* Short task *
Render every line of the rows below as a JSON list of strings, one string per line, leaving out blank lines and the pictures.
════
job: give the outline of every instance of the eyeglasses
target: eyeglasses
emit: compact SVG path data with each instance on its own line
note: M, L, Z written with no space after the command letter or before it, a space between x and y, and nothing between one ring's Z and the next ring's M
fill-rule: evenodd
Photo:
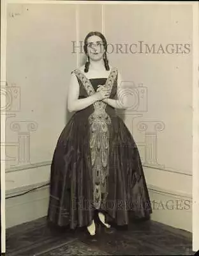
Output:
M102 42L97 42L96 44L95 43L89 43L87 44L87 45L88 45L88 47L92 48L94 46L102 47L104 45L104 44Z

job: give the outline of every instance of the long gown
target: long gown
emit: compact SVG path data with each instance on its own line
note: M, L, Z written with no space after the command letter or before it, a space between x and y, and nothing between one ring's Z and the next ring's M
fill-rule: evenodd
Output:
M108 78L89 79L73 71L79 99L105 84L117 98L117 69ZM152 213L138 148L115 109L98 101L77 111L61 133L51 164L47 220L75 228L88 226L98 209L107 223L128 225Z

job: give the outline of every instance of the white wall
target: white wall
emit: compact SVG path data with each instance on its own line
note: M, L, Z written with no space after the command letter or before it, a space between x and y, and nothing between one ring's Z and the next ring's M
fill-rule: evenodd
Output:
M129 45L142 40L149 45L155 44L156 47L161 44L163 47L168 44L191 44L192 7L9 5L7 79L9 84L20 87L21 104L15 116L8 118L6 140L15 143L20 137L29 143L30 163L26 162L27 154L20 164L9 161L6 174L8 195L48 182L54 147L69 118L65 108L67 83L71 70L82 61L82 54L78 50L77 54L71 54L71 41L84 40L91 30L102 31L108 42L114 45ZM133 94L134 100L140 100L138 108L126 113L124 116L140 148L151 200L159 202L159 207L154 206L152 218L191 231L192 52L117 54L115 48L108 56L112 65L120 69L124 80L133 81L136 86L142 83L145 88L144 100ZM11 123L17 120L33 121L38 127L22 139L24 134L13 132L10 128ZM147 130L141 131L142 125L138 129L140 122L147 125ZM161 131L156 130L155 125L159 122ZM22 124L25 123L20 125ZM17 155L16 145L8 147L8 154ZM17 169L16 165L25 166ZM26 198L22 196L8 199L7 227L45 215L47 189L27 194ZM173 200L169 205L175 204L175 209L179 200L182 200L181 207L186 206L184 200L190 201L190 207L184 210L166 209L163 205L168 200ZM22 209L35 209L33 202L40 202L37 204L39 212L30 211L29 214L20 214ZM21 204L22 207L15 206ZM15 221L13 209L18 212Z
════
* Written response *
[
  "job: give the outline of every instance of the eyeglasses",
  "target: eyeglasses",
  "emit: compact SVG path data with each instance on its own line",
  "note: M, L, Z written with no space after the command letter or before it, a space between x and y, and nothing between one ring's Z and the next ring's M",
  "fill-rule: evenodd",
  "Photo:",
  "Output:",
  "M102 42L97 42L96 44L95 43L89 43L87 44L87 45L88 45L88 47L92 48L94 46L102 47L104 45L104 44Z",
  "job: give the outline of every instance of the long gown",
  "target: long gown",
  "emit: compact SVG path data with each instance on its own line",
  "note: M, L, Z written with no space after the command letter or before it, a space between x and y, and nothing between one ring's Z and the next ring's M",
  "fill-rule: evenodd",
  "Output:",
  "M108 78L89 79L73 71L79 99L105 84L117 98L117 69ZM152 213L138 148L115 109L98 101L77 111L61 133L51 164L47 220L75 228L88 226L98 209L107 223L128 225Z",
  "job: give the outline of every instance of the white wall",
  "target: white wall",
  "emit: compact SVG path data with each instance on its own line",
  "note: M, L, Z written with no space after the command letter or before it, a space between x and y, and nothing between one ring's Z and the next ring's M",
  "fill-rule: evenodd",
  "Output:",
  "M129 45L142 40L149 45L155 44L156 47L161 44L163 47L168 44L191 44L192 7L9 5L7 79L9 84L20 87L21 104L15 116L8 118L6 140L15 143L20 137L29 143L30 163L26 162L27 154L20 164L9 161L6 174L8 195L48 182L54 147L69 118L65 108L67 83L71 70L82 61L82 54L78 50L77 54L71 54L71 41L84 40L91 30L102 31L108 42L114 45ZM133 94L134 100L140 100L138 108L126 113L124 116L140 148L151 200L159 202L159 207L154 206L152 218L191 231L192 52L117 54L115 48L108 56L112 65L120 69L124 80L133 81L136 86L142 83L145 88L144 100ZM11 123L17 120L33 121L38 127L22 139L24 134L13 132L10 128ZM147 130L141 131L142 125L138 129L140 122L147 125ZM161 131L156 130L155 125L159 122ZM22 124L25 123L20 125ZM17 155L16 145L8 147L8 154ZM17 169L16 165L25 166ZM26 198L22 196L8 199L7 227L45 215L47 189L27 194ZM173 200L169 205L175 204L175 209L179 200L182 200L181 207L186 206L184 200L190 201L190 207L184 210L166 209L163 205L168 200ZM22 209L35 209L33 202L40 202L37 204L39 212L30 211L29 214L20 214ZM21 204L22 207L15 206ZM15 221L13 209L18 212Z"
]